Exercise details: Copy the data from the line containing "The component shall provide one point per instance of the beige" through the line containing "x=418 y=126", and change "window frame" to "door frame" while keeping everything else the same. Give only those lines.

───── Records for this task ─────

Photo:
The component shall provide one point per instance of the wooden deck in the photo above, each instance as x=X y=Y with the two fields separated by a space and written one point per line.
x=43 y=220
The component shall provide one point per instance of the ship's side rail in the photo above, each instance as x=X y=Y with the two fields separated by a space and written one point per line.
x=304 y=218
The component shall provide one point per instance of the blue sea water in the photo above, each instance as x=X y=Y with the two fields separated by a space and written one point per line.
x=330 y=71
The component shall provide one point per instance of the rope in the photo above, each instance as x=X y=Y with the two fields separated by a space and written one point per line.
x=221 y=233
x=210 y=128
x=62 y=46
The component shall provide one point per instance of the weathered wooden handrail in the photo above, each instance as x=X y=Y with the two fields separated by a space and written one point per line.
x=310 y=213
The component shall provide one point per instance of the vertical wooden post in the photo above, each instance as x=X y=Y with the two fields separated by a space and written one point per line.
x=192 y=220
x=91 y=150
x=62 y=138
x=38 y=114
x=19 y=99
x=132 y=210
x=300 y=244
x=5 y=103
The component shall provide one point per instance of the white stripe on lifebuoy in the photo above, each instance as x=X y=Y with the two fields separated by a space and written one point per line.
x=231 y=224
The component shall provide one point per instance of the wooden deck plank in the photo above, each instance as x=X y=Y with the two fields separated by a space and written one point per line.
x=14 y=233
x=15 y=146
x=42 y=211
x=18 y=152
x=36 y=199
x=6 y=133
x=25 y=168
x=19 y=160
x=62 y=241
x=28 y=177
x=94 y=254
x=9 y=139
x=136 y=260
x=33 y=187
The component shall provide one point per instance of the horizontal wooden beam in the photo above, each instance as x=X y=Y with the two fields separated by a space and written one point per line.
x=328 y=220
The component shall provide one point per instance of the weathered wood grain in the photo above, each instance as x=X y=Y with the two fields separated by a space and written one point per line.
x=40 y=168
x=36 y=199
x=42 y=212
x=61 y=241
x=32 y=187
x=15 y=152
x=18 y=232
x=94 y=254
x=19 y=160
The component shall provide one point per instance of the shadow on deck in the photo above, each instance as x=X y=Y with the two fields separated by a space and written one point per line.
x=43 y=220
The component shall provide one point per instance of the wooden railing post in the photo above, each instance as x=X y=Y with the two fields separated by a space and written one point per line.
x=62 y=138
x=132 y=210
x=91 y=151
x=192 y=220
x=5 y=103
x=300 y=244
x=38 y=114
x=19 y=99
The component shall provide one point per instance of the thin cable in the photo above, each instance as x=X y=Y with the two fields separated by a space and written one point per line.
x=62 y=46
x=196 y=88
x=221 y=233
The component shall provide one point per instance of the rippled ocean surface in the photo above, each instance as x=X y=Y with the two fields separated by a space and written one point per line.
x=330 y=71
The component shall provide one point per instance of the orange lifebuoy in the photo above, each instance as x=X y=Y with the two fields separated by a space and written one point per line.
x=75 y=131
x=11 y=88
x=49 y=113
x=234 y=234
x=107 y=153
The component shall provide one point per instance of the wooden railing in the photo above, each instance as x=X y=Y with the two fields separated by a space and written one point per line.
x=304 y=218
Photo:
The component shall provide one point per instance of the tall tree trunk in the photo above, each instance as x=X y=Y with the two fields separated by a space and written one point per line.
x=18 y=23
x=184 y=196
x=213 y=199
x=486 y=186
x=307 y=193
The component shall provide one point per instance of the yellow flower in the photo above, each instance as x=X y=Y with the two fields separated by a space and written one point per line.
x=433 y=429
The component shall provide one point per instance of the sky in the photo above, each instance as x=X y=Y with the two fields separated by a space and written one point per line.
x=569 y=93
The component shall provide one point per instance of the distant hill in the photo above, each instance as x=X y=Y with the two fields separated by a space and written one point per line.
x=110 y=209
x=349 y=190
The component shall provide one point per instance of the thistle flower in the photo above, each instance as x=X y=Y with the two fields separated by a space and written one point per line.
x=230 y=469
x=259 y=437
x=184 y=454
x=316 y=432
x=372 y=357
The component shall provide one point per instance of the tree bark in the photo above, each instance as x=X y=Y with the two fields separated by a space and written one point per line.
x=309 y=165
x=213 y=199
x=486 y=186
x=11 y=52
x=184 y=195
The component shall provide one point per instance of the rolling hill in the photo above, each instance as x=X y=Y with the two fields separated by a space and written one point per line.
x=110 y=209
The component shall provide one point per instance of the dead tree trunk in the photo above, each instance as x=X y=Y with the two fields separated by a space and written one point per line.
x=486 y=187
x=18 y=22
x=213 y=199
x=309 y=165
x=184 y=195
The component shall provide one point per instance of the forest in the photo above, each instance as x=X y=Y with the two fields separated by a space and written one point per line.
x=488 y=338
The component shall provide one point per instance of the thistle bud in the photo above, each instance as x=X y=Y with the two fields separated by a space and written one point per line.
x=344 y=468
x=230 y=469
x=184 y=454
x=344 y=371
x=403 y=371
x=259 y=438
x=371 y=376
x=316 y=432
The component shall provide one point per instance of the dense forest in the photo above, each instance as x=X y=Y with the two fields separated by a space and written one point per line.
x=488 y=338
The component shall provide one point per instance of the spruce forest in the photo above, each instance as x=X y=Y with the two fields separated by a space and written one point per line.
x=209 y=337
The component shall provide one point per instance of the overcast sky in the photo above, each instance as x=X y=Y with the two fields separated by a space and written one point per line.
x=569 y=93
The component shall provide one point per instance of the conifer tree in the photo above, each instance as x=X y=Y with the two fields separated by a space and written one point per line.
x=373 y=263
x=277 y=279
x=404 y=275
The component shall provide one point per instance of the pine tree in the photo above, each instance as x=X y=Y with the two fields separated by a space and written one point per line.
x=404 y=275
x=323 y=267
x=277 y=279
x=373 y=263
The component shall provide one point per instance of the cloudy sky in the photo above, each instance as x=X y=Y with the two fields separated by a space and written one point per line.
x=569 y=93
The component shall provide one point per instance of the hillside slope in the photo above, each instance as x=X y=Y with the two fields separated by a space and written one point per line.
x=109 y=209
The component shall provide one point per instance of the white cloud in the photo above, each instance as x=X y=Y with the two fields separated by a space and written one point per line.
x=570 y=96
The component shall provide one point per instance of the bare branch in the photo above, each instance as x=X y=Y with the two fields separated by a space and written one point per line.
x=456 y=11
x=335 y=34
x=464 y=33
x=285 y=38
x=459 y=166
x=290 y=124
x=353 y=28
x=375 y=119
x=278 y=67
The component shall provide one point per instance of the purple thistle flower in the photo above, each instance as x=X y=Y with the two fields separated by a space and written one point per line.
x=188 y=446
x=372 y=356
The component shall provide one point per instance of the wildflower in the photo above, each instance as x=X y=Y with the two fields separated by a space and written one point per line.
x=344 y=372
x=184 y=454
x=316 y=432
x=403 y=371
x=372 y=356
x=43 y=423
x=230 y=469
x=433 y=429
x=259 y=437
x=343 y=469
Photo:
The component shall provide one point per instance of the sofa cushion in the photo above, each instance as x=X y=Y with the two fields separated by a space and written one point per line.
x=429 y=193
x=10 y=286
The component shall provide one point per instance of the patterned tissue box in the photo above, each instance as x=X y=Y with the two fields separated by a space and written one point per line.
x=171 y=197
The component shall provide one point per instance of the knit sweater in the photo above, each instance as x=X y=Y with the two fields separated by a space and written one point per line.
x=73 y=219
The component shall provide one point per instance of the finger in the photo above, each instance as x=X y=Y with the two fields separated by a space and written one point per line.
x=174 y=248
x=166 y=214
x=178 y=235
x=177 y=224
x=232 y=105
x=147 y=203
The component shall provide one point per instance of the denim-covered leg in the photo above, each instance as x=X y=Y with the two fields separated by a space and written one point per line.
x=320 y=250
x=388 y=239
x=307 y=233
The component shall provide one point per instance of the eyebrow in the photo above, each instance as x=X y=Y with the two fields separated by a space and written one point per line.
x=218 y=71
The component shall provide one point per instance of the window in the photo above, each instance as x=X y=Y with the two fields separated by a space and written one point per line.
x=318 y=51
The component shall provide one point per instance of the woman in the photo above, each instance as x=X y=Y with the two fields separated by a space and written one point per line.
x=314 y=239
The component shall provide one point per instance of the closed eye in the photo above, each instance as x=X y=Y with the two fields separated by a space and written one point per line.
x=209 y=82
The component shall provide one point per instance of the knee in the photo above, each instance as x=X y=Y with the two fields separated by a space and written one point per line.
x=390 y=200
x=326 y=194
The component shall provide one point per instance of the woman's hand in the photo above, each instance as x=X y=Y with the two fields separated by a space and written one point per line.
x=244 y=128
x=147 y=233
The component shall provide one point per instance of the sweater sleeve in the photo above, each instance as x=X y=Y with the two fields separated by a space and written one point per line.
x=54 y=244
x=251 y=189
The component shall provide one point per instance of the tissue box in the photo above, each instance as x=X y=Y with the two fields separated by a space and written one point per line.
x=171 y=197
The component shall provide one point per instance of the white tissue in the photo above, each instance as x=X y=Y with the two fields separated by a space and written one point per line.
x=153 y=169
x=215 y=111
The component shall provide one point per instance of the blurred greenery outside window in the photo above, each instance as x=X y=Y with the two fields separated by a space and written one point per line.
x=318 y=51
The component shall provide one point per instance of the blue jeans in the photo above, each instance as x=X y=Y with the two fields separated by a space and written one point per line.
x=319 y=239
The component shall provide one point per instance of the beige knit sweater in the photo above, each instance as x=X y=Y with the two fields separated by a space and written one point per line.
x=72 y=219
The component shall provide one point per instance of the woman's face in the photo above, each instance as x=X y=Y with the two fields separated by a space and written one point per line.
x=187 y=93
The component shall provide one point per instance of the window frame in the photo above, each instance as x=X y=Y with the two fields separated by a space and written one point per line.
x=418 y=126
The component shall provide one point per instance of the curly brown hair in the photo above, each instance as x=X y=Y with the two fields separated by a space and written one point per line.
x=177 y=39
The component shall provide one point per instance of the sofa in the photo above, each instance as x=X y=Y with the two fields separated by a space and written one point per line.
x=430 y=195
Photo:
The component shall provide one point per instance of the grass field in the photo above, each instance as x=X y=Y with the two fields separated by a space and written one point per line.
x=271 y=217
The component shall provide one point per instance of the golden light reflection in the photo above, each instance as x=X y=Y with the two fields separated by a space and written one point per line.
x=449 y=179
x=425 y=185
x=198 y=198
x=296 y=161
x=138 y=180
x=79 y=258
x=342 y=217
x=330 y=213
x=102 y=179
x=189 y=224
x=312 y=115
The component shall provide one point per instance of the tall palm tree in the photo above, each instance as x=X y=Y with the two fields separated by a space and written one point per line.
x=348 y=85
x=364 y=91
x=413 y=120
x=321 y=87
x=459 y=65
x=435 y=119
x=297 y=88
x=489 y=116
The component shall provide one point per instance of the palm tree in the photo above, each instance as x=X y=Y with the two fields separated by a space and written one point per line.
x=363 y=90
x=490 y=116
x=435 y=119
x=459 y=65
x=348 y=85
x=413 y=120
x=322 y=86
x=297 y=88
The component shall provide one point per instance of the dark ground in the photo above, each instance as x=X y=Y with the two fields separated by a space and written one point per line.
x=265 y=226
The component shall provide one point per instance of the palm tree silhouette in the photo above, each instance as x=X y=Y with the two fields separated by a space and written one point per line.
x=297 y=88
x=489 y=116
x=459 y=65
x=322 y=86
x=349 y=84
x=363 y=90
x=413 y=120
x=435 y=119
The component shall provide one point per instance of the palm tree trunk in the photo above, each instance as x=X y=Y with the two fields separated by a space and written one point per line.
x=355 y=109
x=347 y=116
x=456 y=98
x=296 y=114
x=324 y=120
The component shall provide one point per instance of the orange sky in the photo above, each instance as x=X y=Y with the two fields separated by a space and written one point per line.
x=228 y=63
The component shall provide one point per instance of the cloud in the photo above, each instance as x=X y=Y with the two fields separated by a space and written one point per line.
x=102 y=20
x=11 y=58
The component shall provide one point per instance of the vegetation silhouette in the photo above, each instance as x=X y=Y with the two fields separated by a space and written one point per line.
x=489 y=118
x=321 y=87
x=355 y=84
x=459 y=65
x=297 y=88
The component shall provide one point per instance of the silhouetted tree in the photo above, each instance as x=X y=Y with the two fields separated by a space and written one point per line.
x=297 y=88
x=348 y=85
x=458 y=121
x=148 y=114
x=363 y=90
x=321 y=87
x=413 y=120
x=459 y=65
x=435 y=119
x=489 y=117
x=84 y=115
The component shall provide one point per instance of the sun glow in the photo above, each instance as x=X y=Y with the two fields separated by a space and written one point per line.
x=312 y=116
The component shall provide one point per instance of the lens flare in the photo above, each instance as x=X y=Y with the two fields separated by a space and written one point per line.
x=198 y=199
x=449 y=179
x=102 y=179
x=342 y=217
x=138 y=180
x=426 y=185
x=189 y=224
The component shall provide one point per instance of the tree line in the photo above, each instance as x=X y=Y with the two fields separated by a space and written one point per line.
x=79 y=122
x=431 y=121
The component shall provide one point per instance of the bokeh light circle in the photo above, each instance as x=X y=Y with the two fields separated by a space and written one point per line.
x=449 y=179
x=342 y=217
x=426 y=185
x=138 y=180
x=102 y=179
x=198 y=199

─────

Full output:
The component shall provide one point per instance of the beige knit sweater in the photo above, each instance as x=X y=Y with the two fields separated by a space and written one point per line.
x=72 y=219
The component shall provide one point per instance of the woman's face in the photo above, each instance as x=X y=Y with the two fields separated by a space and written one point per line.
x=187 y=93
The component shall provide one point per instance of the door frame in the photo above, each instance as x=X y=Y with the two fields separated by a space and written one point per line.
x=418 y=126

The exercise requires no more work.